Task goal: Rewrite all of the records below, changing every "keypoint" to "marker" and leaving everything else as it is.

Source data:
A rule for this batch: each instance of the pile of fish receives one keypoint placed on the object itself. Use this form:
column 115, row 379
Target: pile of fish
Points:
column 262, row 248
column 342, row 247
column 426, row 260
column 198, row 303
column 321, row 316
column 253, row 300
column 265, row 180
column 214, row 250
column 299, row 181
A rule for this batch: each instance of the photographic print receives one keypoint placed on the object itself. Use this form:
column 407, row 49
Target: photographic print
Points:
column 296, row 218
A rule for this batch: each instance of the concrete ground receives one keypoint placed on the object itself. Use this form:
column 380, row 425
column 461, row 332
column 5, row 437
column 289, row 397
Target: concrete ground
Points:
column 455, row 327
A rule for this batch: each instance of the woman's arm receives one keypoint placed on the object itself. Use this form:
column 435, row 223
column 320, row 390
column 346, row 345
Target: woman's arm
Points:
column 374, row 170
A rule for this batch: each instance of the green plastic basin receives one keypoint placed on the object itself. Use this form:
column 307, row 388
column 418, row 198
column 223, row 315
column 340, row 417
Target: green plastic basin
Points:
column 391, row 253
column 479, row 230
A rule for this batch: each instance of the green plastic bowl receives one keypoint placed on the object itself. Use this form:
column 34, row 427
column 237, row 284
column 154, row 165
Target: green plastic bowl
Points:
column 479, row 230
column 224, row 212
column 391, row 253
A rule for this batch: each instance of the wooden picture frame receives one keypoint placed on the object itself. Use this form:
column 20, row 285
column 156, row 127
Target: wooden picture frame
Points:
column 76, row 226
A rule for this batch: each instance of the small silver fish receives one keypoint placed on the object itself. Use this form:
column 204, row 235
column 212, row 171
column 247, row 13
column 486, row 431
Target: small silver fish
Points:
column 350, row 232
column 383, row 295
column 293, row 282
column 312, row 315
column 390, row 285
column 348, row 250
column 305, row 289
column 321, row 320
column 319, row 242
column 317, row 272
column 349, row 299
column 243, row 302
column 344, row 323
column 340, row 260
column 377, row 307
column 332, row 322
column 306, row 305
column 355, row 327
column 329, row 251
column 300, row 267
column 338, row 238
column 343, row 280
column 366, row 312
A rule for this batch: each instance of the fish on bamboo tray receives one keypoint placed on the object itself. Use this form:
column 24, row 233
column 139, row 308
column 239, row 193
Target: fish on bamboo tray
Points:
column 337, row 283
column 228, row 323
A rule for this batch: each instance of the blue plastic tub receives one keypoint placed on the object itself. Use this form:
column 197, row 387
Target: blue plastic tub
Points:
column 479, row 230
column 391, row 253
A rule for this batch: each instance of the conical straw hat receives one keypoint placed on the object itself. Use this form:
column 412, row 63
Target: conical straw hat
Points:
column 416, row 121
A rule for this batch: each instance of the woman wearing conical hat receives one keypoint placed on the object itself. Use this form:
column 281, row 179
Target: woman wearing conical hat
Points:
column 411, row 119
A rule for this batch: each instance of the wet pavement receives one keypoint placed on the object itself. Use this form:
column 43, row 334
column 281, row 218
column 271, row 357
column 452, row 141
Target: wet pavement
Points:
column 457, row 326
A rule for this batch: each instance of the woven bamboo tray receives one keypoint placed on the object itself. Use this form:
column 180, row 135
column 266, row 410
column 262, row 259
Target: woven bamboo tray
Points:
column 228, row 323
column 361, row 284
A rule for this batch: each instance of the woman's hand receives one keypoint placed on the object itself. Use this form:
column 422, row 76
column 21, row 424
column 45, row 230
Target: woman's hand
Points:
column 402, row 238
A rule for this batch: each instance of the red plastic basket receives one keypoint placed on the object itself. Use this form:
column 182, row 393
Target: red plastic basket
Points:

Task result:
A rule for this batch: each instance of the pile of fish receives one marker placed on the object itself. Use this form:
column 115, row 379
Target: pile of fish
Points:
column 262, row 248
column 342, row 247
column 426, row 260
column 198, row 303
column 321, row 316
column 253, row 300
column 265, row 180
column 214, row 250
column 299, row 181
A rule for this batch: each instance of the photographic print receives one marker placed on the object itself. Use this form:
column 407, row 49
Target: photographic print
Points:
column 296, row 218
A rule for this batch: each instance of the concrete ground receives one marker placed on the object itself. Use this form:
column 380, row 425
column 461, row 332
column 5, row 437
column 289, row 397
Target: concrete ground
Points:
column 455, row 327
A rule for this batch: each instance of the woman's arm receives one marker placed on the object itself. Use this form:
column 435, row 223
column 320, row 390
column 346, row 345
Target: woman's arm
Points:
column 374, row 170
A rule for this batch: each instance of the green plastic basin receives one marker placed on the object itself. Use this form:
column 307, row 388
column 418, row 198
column 223, row 315
column 340, row 417
Target: green plastic basin
Points:
column 391, row 253
column 479, row 230
A rule for this batch: each instance of the green plastic bowl receives one marker placed on the object itself. Use this form:
column 34, row 427
column 237, row 284
column 154, row 165
Target: green plastic bowl
Points:
column 479, row 230
column 224, row 212
column 391, row 253
A rule for this batch: each instance of the wooden picture frame receives one marker placed on the object itself. Use this form:
column 20, row 285
column 156, row 127
Target: wooden picture frame
Points:
column 76, row 226
A rule for this batch: each instance of the small silver fish receives one marker placed on the object itself. Use this form:
column 204, row 235
column 212, row 171
column 247, row 13
column 486, row 431
Target: small silver fish
Points:
column 350, row 232
column 383, row 295
column 293, row 282
column 312, row 315
column 390, row 285
column 348, row 250
column 305, row 289
column 321, row 320
column 319, row 242
column 317, row 272
column 349, row 299
column 243, row 302
column 344, row 323
column 340, row 260
column 377, row 307
column 332, row 322
column 306, row 305
column 355, row 327
column 329, row 251
column 300, row 267
column 338, row 238
column 343, row 280
column 366, row 312
A rule for this batch: each instance of the fish on bamboo tray receives one marker placed on the object itself. Use this form:
column 24, row 233
column 139, row 308
column 239, row 193
Target: fish on bamboo tray
Points:
column 337, row 283
column 228, row 323
A rule for this batch: each instance of the blue plastic tub receives one marker placed on the object itself. Use this form:
column 197, row 387
Target: blue plastic tub
Points:
column 479, row 230
column 391, row 253
A rule for this batch: each instance of the conical straw hat receives one marker placed on the object itself. Use this form:
column 412, row 63
Target: conical straw hat
Points:
column 416, row 121
A rule for this batch: each instance of the woman wearing conical hat receives one marker placed on the object itself. Use this form:
column 281, row 179
Target: woman wearing conical hat
Points:
column 411, row 119
A rule for this batch: each instance of the wet pavement receives one marker placed on the object itself. Use this form:
column 43, row 334
column 281, row 218
column 271, row 357
column 452, row 141
Target: wet pavement
Points:
column 457, row 326
A rule for this batch: each instance of the woven bamboo tray receives one marker placed on the object itself. Use this form:
column 180, row 135
column 266, row 410
column 262, row 259
Target: woven bamboo tray
Points:
column 228, row 323
column 361, row 284
A rule for this batch: each instance of the woman's hand receives one marker placed on the object itself. Use this form:
column 422, row 76
column 21, row 424
column 45, row 230
Target: woman's hand
Points:
column 402, row 238
A rule for this batch: each instance of the red plastic basket receives one marker placed on the object itself. Use this form:
column 182, row 393
Target: red plastic basket
Points:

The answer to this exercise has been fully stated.